WHAT IS ASKED:
(1) Summarize the Chuitna article in two sentences.
(2) Copy out all of the entries that come after the Chuitna article word for word, leaving the pictures out.

***** EXTRACT *****

Chuitna water reservation decision delayed until this fall
Alaskans will have to wait until fall to learn if salmon habitat prevails over a coal mine proposed at Upper Cook Inlet.
A decision due earlier this month by the state Department of Natural Resources, or DNR, has been delayed until after a public hearing later this summer, said Ed Fogels, DNR Deputy Commissioner.
At issue are competing water rights claims filed in 2009 by the Chuitna Citizens Coalition and PacRim Coal of Delaware and Texas. The coalition wants to protect spawning tributaries of the salmon-rich Chuitna River, dubbed the Kenai of the West Side; PacRim wants to dewater the streams and dig Alaska’s largest coal mine.
DNR received over 7,500 public comments in favor of water rights for salmon by the May 9 deadline.
It’s no surprise that the coal vs. fish face-off moves on to a hearing, as both sides want a final say.
“This will be a public hearing with testimony to be provided by individuals or groups who filed objection(s) to the reservation of water applications, or to the information and analyses produced by water resources section staff,” Fogels said via email, adding that the hearing details are being worked out.
Should DNR rule in favor of coal over salmon habitat, the decision will set an unsettling state precedent.
“It would be the first time in Alaska’s state history that we would allow an Outside corporation to mine completely through a salmon stream,” said Bob Shavelson, a director at Cook Inletkeeper. “And the sole purpose is to ship coal to China. It’s really a very dangerous precedent because if they can do it here in Cook Inlet, they will be able to do it anywhere in the state. It could soon be coming to a river near you.”
Cook Inletkeeper, along with the Coalition and Alaska Center for the Environment, requested the hearing. They objected to aspects of DNR’s analyses, such as including only coho salmon and using only dock prices to quantify the value of the entire Chuitna watershed.

***** DATASET RECORDS *****

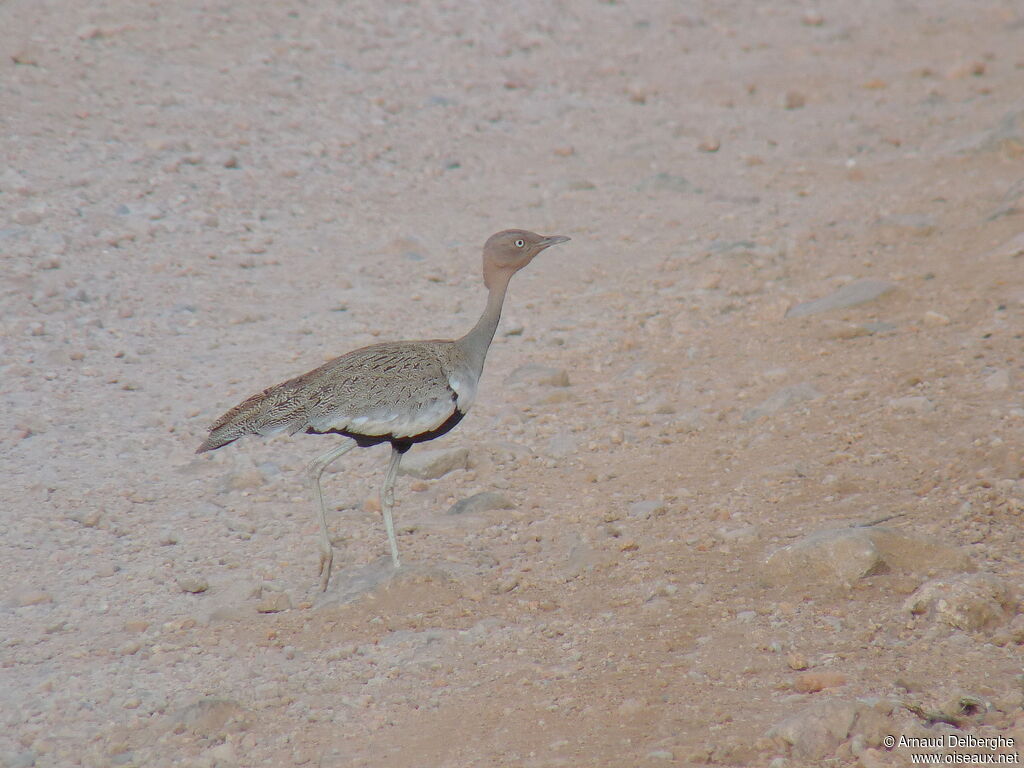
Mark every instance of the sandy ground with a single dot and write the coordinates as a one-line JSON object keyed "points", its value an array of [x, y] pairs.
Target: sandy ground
{"points": [[199, 200]]}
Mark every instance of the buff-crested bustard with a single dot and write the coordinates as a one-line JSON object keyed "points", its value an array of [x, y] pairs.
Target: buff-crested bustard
{"points": [[399, 392]]}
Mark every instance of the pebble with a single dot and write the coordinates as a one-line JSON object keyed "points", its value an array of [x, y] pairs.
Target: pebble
{"points": [[193, 585], [26, 759], [273, 602], [797, 662], [812, 17], [431, 464], [536, 374], [782, 399], [812, 682], [794, 100], [87, 518], [25, 598], [814, 732], [915, 403], [212, 718], [997, 382], [971, 602], [842, 556], [646, 509], [482, 502], [913, 224], [852, 294], [639, 92], [935, 318]]}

*****

WRITTEN ANSWERS:
(1) Alaska's Department of Natural Resources has delayed until fall, after a public hearing later this summer, its decision on competing 2009 water rights claims from the Chuitna Citizens Coalition, which wants to protect salmon spawning tributaries of the Chuitna River, and PacRim Coal, which wants to dewater those streams and dig Alaska's largest coal mine. Cook Inletkeeper, the Coalition and the Alaska Center for the Environment requested the hearing because they objected to parts of the agency's analyses, and Cook Inletkeeper warns that a ruling for coal would set a dangerous precedent by allowing an Outside corporation to mine completely through a salmon stream.

(2)
Mark every instance of the sandy ground with a single dot and write the coordinates as a one-line JSON object keyed "points", its value an array of [x, y] pairs.
Target: sandy ground
{"points": [[199, 200]]}
Mark every instance of the buff-crested bustard with a single dot and write the coordinates as a one-line JSON object keyed "points", its value an array of [x, y] pairs.
Target: buff-crested bustard
{"points": [[399, 392]]}
Mark every instance of the pebble with a single dot and write the coordinates as a one-line JSON object keyed "points", its value an array of [x, y] pairs.
Target: pebble
{"points": [[193, 585], [26, 759], [273, 602], [797, 662], [812, 17], [431, 464], [536, 374], [782, 399], [812, 682], [794, 100], [87, 518], [25, 598], [814, 732], [915, 403], [212, 718], [997, 382], [971, 602], [842, 556], [646, 509], [482, 502], [913, 224], [852, 294], [639, 92], [935, 318]]}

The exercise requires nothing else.